What to work on: Gather every line of the records below that contains the string "white". Case matters.

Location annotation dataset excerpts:
================

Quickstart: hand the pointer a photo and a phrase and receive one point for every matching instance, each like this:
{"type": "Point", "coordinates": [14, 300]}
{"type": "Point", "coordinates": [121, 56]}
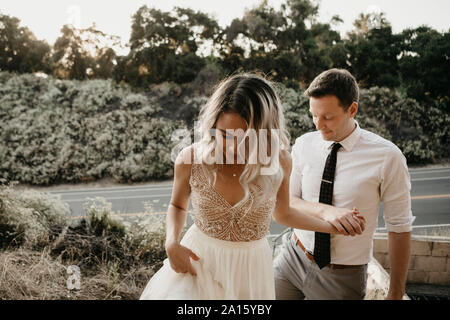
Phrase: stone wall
{"type": "Point", "coordinates": [429, 262]}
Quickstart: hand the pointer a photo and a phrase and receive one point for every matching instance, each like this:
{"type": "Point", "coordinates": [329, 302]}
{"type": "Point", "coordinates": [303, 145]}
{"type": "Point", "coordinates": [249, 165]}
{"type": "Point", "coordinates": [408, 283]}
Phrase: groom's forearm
{"type": "Point", "coordinates": [399, 254]}
{"type": "Point", "coordinates": [315, 209]}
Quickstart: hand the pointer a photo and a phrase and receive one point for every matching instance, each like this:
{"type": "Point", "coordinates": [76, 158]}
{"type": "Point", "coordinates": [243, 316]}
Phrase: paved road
{"type": "Point", "coordinates": [430, 193]}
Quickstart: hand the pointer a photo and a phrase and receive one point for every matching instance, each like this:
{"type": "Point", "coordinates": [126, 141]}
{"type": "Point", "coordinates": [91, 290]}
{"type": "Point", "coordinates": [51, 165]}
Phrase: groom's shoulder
{"type": "Point", "coordinates": [307, 137]}
{"type": "Point", "coordinates": [375, 140]}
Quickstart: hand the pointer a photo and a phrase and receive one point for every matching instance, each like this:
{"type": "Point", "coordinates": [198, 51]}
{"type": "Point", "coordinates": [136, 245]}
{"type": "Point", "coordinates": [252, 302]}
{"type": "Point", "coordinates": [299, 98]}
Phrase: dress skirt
{"type": "Point", "coordinates": [227, 270]}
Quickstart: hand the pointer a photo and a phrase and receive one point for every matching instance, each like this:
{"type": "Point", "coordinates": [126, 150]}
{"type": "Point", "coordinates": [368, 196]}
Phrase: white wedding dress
{"type": "Point", "coordinates": [235, 256]}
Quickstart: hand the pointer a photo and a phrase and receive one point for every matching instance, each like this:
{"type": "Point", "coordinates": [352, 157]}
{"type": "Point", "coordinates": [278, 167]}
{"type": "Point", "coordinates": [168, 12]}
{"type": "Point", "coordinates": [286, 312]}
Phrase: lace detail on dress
{"type": "Point", "coordinates": [218, 219]}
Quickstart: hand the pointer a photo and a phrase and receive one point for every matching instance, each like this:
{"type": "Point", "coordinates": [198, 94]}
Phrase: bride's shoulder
{"type": "Point", "coordinates": [184, 160]}
{"type": "Point", "coordinates": [285, 160]}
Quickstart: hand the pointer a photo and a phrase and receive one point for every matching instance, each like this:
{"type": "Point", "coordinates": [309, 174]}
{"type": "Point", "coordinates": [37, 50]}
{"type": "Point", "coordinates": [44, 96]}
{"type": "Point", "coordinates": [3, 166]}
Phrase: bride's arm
{"type": "Point", "coordinates": [289, 216]}
{"type": "Point", "coordinates": [179, 256]}
{"type": "Point", "coordinates": [179, 202]}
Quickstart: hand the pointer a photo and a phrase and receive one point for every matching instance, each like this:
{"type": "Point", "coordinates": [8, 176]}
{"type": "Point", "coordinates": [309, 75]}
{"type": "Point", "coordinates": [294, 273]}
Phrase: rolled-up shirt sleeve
{"type": "Point", "coordinates": [295, 182]}
{"type": "Point", "coordinates": [395, 192]}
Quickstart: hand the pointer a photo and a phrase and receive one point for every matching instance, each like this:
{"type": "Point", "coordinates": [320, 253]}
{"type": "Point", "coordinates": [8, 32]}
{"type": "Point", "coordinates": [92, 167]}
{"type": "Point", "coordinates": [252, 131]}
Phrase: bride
{"type": "Point", "coordinates": [225, 254]}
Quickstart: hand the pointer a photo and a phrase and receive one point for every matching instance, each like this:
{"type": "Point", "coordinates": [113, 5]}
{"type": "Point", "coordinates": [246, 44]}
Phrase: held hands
{"type": "Point", "coordinates": [179, 257]}
{"type": "Point", "coordinates": [345, 221]}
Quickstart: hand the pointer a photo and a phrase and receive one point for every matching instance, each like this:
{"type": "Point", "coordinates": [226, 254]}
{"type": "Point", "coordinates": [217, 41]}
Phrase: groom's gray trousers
{"type": "Point", "coordinates": [297, 277]}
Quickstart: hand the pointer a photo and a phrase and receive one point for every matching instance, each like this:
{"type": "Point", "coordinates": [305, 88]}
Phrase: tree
{"type": "Point", "coordinates": [289, 45]}
{"type": "Point", "coordinates": [167, 46]}
{"type": "Point", "coordinates": [84, 53]}
{"type": "Point", "coordinates": [373, 50]}
{"type": "Point", "coordinates": [424, 64]}
{"type": "Point", "coordinates": [20, 51]}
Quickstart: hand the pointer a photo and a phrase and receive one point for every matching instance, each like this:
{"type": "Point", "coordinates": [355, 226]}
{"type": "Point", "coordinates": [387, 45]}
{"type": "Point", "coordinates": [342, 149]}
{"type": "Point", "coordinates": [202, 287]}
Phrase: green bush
{"type": "Point", "coordinates": [70, 131]}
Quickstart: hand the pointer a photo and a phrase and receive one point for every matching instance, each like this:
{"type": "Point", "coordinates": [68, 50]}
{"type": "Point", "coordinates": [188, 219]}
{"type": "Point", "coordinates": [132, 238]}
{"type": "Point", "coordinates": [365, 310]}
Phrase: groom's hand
{"type": "Point", "coordinates": [347, 222]}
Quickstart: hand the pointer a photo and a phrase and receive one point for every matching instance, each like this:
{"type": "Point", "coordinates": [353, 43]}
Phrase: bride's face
{"type": "Point", "coordinates": [228, 141]}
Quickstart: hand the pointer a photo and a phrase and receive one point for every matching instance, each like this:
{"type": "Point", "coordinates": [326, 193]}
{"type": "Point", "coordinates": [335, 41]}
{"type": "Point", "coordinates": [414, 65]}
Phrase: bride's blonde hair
{"type": "Point", "coordinates": [254, 99]}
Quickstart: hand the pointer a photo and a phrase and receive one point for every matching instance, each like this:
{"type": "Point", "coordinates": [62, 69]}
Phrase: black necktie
{"type": "Point", "coordinates": [322, 254]}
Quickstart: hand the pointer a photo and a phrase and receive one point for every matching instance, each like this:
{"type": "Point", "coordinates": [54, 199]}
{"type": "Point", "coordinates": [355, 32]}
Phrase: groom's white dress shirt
{"type": "Point", "coordinates": [369, 170]}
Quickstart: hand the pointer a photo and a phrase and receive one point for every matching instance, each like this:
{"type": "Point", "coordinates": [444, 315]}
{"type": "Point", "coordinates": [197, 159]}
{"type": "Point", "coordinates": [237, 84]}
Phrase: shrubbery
{"type": "Point", "coordinates": [56, 131]}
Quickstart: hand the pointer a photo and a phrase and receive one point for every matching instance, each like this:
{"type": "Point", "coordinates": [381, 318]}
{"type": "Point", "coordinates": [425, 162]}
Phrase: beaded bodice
{"type": "Point", "coordinates": [215, 216]}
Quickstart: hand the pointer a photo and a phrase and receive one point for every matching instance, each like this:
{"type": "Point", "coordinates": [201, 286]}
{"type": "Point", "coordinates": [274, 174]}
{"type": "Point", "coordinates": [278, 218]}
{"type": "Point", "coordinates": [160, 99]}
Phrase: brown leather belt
{"type": "Point", "coordinates": [311, 257]}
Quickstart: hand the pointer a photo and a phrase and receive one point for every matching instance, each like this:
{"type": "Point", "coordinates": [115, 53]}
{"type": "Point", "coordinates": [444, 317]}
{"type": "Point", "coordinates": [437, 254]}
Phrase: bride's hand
{"type": "Point", "coordinates": [179, 257]}
{"type": "Point", "coordinates": [345, 221]}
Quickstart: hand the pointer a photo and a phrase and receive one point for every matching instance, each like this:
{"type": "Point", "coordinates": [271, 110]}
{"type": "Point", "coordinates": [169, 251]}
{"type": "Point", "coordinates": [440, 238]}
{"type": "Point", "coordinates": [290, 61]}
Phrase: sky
{"type": "Point", "coordinates": [46, 17]}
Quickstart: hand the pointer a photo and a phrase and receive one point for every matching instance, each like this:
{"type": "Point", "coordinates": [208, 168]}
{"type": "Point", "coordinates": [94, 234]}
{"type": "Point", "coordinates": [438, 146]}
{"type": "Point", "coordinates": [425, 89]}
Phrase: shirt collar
{"type": "Point", "coordinates": [349, 142]}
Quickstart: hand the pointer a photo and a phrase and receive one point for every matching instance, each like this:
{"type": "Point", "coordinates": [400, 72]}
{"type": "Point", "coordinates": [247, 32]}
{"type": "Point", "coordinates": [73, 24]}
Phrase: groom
{"type": "Point", "coordinates": [343, 166]}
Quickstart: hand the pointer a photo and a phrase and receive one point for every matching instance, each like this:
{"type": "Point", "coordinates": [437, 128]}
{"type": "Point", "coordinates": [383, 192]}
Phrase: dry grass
{"type": "Point", "coordinates": [30, 275]}
{"type": "Point", "coordinates": [115, 259]}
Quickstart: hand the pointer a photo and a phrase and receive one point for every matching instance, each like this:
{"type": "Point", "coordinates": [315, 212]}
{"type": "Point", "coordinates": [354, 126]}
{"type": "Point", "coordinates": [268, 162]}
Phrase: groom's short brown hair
{"type": "Point", "coordinates": [337, 82]}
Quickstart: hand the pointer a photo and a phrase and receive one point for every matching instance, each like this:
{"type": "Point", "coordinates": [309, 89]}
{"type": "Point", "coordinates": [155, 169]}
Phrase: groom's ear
{"type": "Point", "coordinates": [353, 109]}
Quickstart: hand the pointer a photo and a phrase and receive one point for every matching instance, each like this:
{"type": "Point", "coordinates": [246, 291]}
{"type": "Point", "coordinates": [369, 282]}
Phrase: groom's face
{"type": "Point", "coordinates": [330, 118]}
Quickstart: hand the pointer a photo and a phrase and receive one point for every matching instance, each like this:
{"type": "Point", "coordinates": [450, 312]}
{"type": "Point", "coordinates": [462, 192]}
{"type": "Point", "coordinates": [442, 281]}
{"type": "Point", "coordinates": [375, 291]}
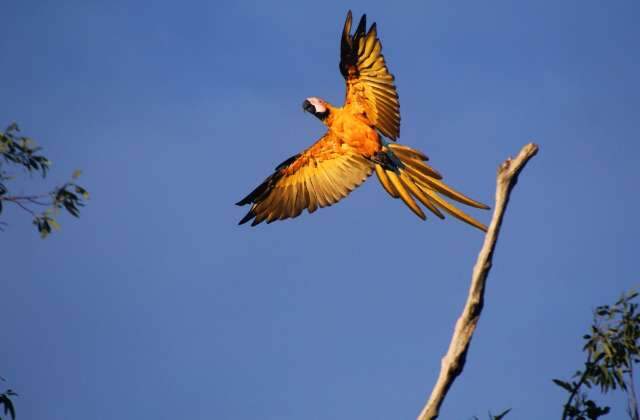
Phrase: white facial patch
{"type": "Point", "coordinates": [317, 104]}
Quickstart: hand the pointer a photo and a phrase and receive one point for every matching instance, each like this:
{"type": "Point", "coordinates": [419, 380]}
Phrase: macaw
{"type": "Point", "coordinates": [355, 146]}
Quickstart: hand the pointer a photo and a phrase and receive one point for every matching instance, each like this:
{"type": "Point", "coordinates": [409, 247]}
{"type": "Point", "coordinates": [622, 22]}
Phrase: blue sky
{"type": "Point", "coordinates": [156, 305]}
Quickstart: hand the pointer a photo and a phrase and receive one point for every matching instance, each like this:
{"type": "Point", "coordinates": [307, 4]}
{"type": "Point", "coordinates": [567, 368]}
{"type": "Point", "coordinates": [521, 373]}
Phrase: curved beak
{"type": "Point", "coordinates": [308, 107]}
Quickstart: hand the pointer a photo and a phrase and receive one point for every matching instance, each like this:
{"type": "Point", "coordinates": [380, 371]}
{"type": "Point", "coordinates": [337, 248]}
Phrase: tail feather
{"type": "Point", "coordinates": [413, 178]}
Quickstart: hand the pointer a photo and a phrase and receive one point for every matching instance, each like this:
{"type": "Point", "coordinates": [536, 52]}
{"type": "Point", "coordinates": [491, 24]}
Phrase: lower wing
{"type": "Point", "coordinates": [411, 178]}
{"type": "Point", "coordinates": [318, 177]}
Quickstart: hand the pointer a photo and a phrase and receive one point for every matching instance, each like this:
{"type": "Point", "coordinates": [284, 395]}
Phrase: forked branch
{"type": "Point", "coordinates": [453, 362]}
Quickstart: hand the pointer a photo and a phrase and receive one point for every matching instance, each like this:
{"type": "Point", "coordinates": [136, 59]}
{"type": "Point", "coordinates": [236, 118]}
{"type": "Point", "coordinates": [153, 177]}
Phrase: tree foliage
{"type": "Point", "coordinates": [22, 153]}
{"type": "Point", "coordinates": [611, 348]}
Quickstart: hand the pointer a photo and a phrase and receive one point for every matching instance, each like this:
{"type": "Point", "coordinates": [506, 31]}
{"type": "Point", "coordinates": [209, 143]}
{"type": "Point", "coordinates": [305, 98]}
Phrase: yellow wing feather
{"type": "Point", "coordinates": [370, 86]}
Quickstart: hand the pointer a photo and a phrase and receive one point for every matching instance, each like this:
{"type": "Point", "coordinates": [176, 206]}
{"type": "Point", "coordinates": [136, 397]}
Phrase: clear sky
{"type": "Point", "coordinates": [156, 305]}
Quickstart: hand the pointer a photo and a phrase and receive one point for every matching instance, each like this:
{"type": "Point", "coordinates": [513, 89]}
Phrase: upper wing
{"type": "Point", "coordinates": [320, 176]}
{"type": "Point", "coordinates": [369, 83]}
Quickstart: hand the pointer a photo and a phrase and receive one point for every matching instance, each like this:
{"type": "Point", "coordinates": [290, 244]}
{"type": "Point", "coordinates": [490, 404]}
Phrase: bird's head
{"type": "Point", "coordinates": [317, 107]}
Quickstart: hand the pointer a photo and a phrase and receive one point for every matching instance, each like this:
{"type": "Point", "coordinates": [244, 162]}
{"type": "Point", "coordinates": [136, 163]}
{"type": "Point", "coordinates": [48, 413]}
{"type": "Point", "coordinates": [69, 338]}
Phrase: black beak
{"type": "Point", "coordinates": [306, 106]}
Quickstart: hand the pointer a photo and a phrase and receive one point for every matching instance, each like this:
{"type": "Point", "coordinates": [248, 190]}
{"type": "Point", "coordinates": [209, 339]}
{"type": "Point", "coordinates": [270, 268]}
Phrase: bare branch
{"type": "Point", "coordinates": [453, 362]}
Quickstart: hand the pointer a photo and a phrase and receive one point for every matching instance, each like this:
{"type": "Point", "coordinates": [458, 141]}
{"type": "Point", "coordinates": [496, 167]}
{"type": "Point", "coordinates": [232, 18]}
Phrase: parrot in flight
{"type": "Point", "coordinates": [360, 139]}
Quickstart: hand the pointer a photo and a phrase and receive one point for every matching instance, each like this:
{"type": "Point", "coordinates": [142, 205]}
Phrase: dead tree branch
{"type": "Point", "coordinates": [453, 362]}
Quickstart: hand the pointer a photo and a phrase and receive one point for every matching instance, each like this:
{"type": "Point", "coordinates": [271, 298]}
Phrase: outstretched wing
{"type": "Point", "coordinates": [318, 177]}
{"type": "Point", "coordinates": [369, 84]}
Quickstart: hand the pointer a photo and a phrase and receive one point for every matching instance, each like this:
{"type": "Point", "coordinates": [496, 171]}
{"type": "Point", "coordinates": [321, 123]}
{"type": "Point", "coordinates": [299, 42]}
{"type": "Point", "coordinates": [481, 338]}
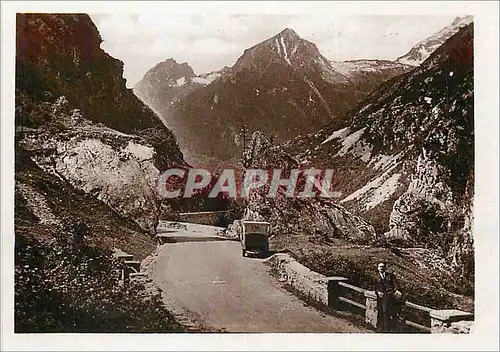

================

Solution:
Phrase: white wedding dress
Phrase: groom's white dress shirt
Phrase: white facial patch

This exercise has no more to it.